### CHALLENGE
Please rewrite every line of the entries from the line with "Reviewer note: confirm that each instance of the person in red" through the end of the entries, shifting the coordinates by adding 118 to each number in the answers and leaving everything else unchanged.

• • •

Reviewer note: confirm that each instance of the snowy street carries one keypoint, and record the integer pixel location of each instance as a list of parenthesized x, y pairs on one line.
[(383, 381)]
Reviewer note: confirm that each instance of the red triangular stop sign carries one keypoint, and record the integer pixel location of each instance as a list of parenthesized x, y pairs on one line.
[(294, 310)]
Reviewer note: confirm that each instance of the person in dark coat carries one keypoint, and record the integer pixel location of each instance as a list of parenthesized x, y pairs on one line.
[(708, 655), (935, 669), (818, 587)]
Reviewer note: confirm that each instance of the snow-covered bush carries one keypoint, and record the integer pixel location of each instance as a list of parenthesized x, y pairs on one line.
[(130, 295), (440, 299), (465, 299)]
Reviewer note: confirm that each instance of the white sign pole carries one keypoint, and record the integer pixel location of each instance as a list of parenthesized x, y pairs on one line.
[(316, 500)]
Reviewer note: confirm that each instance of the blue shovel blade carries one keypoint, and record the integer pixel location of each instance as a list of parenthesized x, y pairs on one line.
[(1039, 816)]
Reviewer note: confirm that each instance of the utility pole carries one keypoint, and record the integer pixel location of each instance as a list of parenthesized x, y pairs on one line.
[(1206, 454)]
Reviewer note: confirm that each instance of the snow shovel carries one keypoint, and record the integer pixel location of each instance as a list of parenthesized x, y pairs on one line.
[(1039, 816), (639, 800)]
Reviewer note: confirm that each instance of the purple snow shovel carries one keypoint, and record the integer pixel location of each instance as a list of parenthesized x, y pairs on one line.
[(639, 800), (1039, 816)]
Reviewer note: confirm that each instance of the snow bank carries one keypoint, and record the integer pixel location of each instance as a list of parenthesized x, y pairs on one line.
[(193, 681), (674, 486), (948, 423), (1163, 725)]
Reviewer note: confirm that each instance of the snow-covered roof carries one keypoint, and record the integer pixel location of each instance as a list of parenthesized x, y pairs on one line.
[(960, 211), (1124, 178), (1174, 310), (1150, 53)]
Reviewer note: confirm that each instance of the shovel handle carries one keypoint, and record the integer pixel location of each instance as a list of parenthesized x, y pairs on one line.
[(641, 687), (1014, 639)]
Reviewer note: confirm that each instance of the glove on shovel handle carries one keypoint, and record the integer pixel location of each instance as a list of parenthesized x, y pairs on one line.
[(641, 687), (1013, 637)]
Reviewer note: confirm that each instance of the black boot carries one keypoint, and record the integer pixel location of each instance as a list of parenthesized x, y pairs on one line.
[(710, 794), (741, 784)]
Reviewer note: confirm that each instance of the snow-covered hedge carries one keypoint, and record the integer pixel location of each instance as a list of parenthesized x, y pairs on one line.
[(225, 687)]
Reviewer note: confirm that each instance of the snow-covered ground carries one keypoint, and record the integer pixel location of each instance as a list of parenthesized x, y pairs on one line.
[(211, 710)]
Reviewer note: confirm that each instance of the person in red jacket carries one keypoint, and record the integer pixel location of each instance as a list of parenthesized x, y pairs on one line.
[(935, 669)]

• • •

### TASK RESPONSE
Reviewer note: confirm that each instance of the person in red jacket carries one keypoint, and record the integer pixel location of each instance as a list of parenthesized x, y pairs on one line.
[(1053, 787)]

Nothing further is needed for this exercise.